- [Exercise]:
Nothing but the lines from the one containing "column 96, row 1." to the end of the data should be returned, each exactly as written.

== Segment start ==

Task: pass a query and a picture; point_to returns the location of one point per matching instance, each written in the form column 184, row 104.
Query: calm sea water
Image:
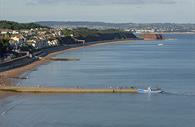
column 140, row 64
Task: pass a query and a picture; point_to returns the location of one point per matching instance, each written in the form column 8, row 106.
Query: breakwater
column 65, row 90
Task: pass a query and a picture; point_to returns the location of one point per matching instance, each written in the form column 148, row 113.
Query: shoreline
column 16, row 72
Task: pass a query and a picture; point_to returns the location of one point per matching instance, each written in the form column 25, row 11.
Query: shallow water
column 170, row 66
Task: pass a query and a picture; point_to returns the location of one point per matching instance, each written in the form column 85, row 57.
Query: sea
column 168, row 64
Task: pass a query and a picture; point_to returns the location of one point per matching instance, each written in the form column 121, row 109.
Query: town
column 29, row 42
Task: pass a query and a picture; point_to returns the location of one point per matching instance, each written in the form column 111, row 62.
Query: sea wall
column 18, row 62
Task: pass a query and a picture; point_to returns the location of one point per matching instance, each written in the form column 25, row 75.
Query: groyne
column 65, row 90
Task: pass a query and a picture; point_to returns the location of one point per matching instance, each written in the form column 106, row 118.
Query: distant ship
column 149, row 91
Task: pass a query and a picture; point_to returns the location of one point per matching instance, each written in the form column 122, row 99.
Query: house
column 16, row 41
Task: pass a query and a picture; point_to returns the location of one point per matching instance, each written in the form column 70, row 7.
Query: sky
column 113, row 11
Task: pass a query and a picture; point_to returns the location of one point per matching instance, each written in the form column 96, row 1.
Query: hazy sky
column 137, row 11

== Segment end ==

- [Solved exercise]:
Task: pass a query and a picture; point_to returns the location of one point per matching instance, each written in the form column 96, row 1.
Query: hazy sky
column 137, row 11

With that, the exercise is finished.